**INSTRUCTIONS TO FOLLOW:**
Extract the passage of the Antonymia essay below, starting with "By confronting this" and going on through "witness every day.".

**READING PASSAGE:**
Antonymia

Written by Joe Hillman

    Laila Weeks’s works are portraits of the faceless. Floating in a space with no horizon or context, the viewer is drawn to the subjects like planetary bodies. These figures interact with an intensity and quietude that makes the viewer feel as if they are witnessing something--a birth, a death, or something more. 

    Rooted deep in these images is the bond that ties antonyms together, showing the beautiful and familiar entangled with the ugly and alien; the cure fastened intractably to the disease. By combining them in ways that seem both instant and eternal, commensal and parasitic, these paintings compel the viewer to contemplate the duality and self-reflexivity of all existence, from the tiniest microbial dance in the primordial soup, to the most percussive collision of stars in a galaxy whose light has not yet touched us. In their anonymity and placement, they can be seen as macroscopic or microscopic, and above all introspective, displaying our own most confusing and powerful emotions. 

    A witness and an observer are not differentiated by who they are, or what they see; rather it is the connection between the two that creates the distinction. We merely observe life, but we witness the life-changing, be it a new child growing in the womb, or a home consumed by flames.  From the innate dichotomies of these paintings, you may take with you solace that if the wonderful moments of your life were not constantly entangled with the terrible, if your hope was not shadowed by despair and your love unaffected by apathy, you would be denying that which is in front of and within you: the tangled, oscillating, and sublime nature of our world. 

    By confronting this antonymia, this inextricable relationship of opposing ideas, one can stand witness and testify to their own experience. One can begin to identify as a living thing, who belongs here, but will not forever. By pairing imagination and memory, these paintings evoke the conflict and care that is not only essential to, but indicative of what we all collectively witness every day.

**DATA LISTING:**
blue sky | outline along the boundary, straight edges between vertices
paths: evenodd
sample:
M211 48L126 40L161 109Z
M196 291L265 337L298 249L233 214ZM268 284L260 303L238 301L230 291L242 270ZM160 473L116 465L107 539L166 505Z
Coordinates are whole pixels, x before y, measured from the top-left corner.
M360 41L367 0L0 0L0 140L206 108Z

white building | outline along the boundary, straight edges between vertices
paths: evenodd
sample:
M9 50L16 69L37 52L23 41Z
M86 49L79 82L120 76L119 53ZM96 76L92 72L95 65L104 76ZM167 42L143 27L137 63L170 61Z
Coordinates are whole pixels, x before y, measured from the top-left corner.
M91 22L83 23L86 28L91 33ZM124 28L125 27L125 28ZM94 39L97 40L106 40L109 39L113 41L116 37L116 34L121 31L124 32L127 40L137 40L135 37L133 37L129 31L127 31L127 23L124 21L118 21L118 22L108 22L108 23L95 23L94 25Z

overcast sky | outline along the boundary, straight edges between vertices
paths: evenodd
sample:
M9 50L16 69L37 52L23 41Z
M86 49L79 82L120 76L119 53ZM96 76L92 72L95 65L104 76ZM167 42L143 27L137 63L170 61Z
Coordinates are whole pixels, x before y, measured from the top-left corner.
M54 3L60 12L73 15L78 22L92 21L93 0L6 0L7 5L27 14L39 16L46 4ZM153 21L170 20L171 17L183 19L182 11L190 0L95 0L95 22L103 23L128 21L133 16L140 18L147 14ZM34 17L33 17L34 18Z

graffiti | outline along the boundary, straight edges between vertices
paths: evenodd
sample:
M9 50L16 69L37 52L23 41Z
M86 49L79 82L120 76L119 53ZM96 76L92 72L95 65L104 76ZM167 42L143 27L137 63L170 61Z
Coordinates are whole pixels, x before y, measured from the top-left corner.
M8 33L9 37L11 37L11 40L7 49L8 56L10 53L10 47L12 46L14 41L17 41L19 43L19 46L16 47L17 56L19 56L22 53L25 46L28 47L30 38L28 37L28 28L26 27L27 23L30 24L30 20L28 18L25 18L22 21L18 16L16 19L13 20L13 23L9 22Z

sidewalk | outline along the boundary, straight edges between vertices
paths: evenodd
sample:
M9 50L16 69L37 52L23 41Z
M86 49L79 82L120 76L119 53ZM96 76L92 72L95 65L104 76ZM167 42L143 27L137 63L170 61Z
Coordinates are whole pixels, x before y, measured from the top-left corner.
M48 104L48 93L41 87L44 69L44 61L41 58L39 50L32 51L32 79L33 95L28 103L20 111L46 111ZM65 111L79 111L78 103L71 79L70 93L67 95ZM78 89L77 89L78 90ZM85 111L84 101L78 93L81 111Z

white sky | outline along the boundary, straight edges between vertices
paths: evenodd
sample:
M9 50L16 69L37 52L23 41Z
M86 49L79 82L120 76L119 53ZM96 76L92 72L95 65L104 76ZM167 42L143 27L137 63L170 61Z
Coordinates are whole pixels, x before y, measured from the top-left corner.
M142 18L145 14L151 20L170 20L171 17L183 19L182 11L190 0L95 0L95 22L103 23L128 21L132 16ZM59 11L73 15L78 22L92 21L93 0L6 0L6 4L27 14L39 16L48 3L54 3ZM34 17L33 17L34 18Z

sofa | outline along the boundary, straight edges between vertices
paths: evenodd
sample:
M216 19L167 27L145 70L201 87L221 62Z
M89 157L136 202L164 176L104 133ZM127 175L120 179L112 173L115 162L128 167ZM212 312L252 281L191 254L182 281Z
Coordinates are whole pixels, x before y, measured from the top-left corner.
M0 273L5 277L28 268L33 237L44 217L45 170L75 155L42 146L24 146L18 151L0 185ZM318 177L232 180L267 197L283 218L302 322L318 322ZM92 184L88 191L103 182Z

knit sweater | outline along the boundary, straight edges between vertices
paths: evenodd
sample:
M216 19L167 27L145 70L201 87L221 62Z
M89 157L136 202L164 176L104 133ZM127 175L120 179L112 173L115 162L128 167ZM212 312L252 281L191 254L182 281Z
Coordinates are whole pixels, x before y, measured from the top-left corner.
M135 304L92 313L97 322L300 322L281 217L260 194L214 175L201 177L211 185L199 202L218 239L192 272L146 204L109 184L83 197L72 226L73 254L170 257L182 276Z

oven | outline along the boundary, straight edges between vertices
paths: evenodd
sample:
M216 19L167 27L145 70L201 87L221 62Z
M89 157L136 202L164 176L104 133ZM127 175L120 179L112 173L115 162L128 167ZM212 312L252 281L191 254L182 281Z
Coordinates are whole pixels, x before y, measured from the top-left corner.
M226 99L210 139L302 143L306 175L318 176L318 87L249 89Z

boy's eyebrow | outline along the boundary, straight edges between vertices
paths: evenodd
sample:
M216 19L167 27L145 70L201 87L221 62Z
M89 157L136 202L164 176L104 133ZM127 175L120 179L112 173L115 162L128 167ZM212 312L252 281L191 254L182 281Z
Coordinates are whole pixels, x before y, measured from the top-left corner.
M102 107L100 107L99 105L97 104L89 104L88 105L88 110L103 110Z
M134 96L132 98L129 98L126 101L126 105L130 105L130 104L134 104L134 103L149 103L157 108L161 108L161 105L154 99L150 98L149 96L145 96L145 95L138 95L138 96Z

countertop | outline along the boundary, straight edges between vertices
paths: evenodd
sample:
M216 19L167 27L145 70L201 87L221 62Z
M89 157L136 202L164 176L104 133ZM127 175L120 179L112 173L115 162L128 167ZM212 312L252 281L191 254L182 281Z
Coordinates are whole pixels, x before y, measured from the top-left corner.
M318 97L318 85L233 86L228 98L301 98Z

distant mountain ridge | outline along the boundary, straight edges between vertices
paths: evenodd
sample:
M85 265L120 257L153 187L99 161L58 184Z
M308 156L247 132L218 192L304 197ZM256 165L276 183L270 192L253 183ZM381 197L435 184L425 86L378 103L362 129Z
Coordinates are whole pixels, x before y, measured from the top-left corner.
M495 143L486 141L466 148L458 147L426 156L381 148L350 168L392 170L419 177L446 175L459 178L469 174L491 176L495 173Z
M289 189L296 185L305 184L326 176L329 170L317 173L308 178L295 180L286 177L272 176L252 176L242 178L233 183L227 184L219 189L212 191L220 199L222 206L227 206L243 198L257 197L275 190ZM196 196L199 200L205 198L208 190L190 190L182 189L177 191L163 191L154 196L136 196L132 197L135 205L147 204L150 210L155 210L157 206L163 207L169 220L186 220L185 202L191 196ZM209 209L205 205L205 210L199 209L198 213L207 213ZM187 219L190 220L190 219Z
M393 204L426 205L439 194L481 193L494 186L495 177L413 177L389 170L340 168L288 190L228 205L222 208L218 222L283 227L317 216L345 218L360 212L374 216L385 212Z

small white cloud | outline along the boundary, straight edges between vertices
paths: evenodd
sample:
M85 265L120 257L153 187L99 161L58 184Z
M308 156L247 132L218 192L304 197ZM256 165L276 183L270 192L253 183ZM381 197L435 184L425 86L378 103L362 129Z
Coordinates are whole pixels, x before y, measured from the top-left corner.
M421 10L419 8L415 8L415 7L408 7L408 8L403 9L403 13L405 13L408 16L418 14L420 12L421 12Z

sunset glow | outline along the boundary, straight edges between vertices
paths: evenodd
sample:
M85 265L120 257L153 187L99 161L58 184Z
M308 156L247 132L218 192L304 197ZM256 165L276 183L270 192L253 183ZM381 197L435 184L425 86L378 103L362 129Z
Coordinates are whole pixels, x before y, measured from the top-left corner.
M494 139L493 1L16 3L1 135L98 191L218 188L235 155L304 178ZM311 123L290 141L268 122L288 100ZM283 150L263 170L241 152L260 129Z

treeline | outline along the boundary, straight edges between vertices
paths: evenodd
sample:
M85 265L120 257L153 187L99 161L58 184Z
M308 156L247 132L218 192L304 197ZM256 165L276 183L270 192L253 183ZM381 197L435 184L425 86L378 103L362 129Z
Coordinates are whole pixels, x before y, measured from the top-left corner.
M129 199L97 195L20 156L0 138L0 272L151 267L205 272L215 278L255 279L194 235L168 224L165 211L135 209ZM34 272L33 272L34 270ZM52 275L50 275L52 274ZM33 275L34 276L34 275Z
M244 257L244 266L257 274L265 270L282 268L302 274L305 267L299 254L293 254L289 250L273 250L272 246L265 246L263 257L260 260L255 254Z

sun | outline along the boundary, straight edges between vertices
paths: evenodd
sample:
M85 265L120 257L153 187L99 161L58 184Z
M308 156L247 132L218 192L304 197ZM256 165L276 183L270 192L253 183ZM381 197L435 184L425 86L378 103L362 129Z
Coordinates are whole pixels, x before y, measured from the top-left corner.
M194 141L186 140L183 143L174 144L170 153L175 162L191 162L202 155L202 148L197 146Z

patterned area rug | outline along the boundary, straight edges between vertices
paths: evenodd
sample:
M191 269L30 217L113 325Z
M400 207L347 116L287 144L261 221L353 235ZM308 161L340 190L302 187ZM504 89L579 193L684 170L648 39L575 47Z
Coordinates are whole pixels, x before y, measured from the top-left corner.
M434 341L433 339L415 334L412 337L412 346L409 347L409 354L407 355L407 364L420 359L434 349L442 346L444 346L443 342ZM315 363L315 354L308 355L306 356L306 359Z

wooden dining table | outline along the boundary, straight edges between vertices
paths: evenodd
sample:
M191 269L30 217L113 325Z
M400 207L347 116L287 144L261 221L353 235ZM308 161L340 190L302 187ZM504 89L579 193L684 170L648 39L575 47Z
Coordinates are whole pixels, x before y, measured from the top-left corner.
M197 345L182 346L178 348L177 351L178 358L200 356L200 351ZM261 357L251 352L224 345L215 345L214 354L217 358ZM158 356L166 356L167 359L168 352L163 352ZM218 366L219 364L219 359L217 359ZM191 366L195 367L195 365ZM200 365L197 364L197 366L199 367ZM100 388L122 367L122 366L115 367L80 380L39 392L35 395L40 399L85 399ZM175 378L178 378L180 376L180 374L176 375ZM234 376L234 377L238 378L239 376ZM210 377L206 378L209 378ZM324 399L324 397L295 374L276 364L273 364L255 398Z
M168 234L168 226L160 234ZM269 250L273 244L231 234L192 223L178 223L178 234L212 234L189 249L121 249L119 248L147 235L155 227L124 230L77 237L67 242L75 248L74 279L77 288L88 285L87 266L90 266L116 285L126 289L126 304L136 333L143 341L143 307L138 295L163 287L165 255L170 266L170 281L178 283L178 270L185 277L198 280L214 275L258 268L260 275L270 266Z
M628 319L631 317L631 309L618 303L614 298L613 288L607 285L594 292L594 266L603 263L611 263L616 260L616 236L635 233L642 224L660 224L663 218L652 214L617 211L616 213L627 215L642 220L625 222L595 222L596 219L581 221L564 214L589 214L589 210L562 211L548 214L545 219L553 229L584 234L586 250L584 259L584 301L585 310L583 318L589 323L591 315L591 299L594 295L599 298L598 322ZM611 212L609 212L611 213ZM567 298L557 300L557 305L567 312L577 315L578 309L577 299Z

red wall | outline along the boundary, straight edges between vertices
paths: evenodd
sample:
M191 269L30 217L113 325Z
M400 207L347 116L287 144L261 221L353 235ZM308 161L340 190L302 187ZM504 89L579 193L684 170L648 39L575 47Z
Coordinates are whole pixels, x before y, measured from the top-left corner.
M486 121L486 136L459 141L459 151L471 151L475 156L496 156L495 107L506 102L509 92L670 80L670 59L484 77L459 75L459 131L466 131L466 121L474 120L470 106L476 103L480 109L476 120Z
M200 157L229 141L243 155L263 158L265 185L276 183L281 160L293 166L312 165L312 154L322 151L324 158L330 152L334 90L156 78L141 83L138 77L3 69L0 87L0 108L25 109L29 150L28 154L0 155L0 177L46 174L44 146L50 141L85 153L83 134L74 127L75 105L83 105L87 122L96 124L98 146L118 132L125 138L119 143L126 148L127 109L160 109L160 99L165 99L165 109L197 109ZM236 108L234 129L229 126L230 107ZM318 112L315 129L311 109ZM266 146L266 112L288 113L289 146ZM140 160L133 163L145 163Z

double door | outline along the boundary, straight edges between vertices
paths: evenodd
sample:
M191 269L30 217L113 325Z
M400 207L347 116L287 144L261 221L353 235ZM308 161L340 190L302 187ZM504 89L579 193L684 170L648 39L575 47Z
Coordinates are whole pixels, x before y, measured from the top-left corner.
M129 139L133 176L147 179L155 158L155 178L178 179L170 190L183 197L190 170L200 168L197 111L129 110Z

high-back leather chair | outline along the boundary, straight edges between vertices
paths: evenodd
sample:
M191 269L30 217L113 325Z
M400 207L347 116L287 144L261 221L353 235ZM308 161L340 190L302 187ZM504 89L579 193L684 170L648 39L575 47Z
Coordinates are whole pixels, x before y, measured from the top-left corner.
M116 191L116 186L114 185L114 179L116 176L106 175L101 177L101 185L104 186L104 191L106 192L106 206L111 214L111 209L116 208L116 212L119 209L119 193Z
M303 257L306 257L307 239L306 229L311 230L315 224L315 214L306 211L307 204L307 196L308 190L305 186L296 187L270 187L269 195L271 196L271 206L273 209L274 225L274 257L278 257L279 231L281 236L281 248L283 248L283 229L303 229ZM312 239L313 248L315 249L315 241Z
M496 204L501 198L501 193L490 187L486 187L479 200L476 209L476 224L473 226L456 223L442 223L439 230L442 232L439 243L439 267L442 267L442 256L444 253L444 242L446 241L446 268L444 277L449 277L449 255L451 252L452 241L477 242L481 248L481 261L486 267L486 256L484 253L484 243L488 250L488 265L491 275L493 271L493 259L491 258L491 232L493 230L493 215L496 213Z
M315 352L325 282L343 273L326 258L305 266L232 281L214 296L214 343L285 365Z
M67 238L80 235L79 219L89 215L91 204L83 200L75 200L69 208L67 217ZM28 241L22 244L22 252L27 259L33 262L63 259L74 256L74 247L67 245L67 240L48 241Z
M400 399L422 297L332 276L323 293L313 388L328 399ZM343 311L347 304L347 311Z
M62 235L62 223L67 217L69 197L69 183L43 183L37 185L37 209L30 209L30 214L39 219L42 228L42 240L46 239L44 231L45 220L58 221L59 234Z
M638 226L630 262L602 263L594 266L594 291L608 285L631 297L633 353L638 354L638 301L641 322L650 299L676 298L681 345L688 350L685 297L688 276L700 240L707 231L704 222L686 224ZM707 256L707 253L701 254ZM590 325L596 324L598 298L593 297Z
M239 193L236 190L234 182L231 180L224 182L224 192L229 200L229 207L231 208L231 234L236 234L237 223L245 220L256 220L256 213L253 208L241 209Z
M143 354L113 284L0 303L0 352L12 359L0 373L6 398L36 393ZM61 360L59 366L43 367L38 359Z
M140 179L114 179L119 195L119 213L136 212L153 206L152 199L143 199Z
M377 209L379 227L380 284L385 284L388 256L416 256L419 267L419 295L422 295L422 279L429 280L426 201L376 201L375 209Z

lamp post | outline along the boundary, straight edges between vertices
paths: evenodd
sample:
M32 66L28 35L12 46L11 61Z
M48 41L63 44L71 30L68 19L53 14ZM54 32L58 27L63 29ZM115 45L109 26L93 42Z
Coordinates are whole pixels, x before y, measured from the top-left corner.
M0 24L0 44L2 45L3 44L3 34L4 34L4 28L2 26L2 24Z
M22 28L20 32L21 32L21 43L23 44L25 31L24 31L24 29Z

**SOLUTION FOR THIS EXERCISE:**
By confronting this antonymia, this inextricable relationship of opposing ideas, one can stand witness and testify to their own experience. One can begin to identify as a living thing, who belongs here, but will not forever. By pairing imagination and memory, these paintings evoke the conflict and care that is not only essential to, but indicative of what we all collectively witness every day.